• _TEXTO FORNECIDO_:
De forma análoga, os Estados são responsáveis pela arrecadação do ITBD, do ICMS e do IPVA, tendo por obrigação repassar aos municípios 25% do ICMS, 50% do IPVA e 25% do IPI referente à exportação recebido da União. Já os municípios têm competência de arrecadação do IPTU, do ISS e do ITBI.
Esta seção tem por objetivo mostrar que uma desoneração tributária em setores cujos produtos podem ser considerados de baixa necessidade acarretará fenômenos em cascata, prejudicando o desempenho (muitas vezes já precário) de estados e municípios. E isto se refletirá na oferta dos serviços públicos diretos, como saúde, educação, assistencialismo, segurança, transporte, abastecimento de água e esgoto, além dos investimentos em infraestrutura, qualidade de trabalho interno do setor público, e flexibilidade em dar incentivos aos setores realmente importantes.
- Comentários Finais
Em economia há sempre uma escolha a ser feita (trade-off), geralmente rondando entre a eficiência e a equidade. Para conseguirmos isentar certos produtos de tributos há a necessidade de se procurar outra fonte de financiamento para o setor público. Mas será que essa nova "fonte de renda" do Governo é socialmente aceita?

• _LISTA DE LINHAS_:
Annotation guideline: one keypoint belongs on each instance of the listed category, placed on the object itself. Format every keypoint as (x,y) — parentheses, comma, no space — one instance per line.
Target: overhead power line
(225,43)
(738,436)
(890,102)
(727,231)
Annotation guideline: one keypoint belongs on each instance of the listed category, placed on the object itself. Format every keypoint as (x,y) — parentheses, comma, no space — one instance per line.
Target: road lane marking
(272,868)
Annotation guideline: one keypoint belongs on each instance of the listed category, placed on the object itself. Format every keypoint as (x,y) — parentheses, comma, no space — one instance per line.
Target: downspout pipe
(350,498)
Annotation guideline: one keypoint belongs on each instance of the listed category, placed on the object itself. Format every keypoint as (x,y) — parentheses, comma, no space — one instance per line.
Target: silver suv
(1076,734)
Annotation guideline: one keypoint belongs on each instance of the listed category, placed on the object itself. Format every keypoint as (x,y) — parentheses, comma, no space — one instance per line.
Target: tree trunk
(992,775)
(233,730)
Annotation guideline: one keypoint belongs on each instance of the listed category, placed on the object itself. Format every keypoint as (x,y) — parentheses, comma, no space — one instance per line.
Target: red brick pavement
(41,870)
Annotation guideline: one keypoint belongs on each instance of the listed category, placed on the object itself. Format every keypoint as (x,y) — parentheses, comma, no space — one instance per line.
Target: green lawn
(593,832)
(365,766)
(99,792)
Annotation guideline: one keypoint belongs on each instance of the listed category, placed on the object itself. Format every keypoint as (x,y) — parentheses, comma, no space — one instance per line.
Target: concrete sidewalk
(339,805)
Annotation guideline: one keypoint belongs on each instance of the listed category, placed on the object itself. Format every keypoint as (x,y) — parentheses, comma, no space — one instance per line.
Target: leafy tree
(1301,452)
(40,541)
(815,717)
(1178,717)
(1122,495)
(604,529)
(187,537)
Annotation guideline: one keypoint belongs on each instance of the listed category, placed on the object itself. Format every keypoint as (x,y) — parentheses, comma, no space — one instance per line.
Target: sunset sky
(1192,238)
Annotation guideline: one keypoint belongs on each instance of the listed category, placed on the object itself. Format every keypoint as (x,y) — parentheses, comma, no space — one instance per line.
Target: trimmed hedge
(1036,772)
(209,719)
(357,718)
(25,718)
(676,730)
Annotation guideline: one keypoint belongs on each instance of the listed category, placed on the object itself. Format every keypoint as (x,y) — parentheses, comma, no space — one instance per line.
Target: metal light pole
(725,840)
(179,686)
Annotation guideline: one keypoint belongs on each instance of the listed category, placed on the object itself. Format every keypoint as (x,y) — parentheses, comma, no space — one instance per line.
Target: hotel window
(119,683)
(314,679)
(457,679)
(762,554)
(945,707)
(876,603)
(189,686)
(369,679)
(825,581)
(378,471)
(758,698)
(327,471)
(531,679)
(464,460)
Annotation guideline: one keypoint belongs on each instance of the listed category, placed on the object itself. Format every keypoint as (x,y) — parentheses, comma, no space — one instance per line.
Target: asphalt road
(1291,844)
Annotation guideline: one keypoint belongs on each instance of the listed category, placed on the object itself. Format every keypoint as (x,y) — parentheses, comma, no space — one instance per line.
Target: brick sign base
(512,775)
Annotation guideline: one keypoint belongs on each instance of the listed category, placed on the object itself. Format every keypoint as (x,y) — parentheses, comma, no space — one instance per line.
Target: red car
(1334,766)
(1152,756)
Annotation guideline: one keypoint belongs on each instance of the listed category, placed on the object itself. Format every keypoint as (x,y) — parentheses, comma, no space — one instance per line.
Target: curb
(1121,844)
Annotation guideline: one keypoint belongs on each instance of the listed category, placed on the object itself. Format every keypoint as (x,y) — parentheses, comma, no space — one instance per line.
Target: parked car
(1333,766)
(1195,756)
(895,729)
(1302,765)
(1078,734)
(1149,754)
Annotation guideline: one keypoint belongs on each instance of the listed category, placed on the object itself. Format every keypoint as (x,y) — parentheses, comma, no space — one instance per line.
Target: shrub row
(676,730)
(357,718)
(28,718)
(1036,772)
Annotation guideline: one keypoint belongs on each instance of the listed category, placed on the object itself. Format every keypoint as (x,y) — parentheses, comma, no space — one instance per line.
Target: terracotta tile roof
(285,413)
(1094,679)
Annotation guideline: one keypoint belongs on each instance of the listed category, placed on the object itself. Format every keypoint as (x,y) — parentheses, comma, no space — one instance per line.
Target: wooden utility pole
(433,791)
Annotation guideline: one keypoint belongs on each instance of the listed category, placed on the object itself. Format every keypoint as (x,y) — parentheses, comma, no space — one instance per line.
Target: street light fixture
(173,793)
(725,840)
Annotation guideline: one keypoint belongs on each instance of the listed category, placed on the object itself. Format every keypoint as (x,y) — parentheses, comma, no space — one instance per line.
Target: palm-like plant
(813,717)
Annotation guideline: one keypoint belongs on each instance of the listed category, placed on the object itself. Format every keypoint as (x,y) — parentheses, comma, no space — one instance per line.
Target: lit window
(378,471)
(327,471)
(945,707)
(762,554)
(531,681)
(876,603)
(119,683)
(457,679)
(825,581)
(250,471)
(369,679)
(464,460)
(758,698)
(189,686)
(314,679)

• _EXERCÍCIOS PROPOSTOS_:
1. Como você resumiria o texto sobre tributos em exatamente duas frases?
2. As afirmações a seguir estão de acordo com o texto sobre tributos? Responda sim ou não a cada uma e cite as palavras do texto que decidem a resposta. (a) Os Estados devem repassar aos municípios metade do IPVA. (b) O ISS é arrecadado pelos Estados. (c) A escolha em economia costuma ficar entre a eficiência e a equidade.
3. Segundo o texto sobre tributos, que percentual do ICMS os Estados devem repassar aos municípios?

• _RESPOSTAS ESCRITAS_:
1. Os Estados arrecadam o ITBD, o ICMS e o IPVA e devem repassar aos municípios parte do ICMS, do IPVA e do IPI de exportação, enquanto os municípios arrecadam o IPTU, o ISS e o ITBI. A seção procura mostrar que desonerar setores de produtos de baixa necessidade prejudica estados, municípios e a oferta de serviços públicos, e o texto lembra que isentar produtos exige buscar outra fonte de financiamento para o setor público.

2.
(a) Sim: "50% do IPVA".
(b) Não: "Já os municípios têm competência de arrecadação do IPTU, do ISS e do ITBI."
(c) Sim: "geralmente rondando entre a eficiência e a equidade".

3. 25%.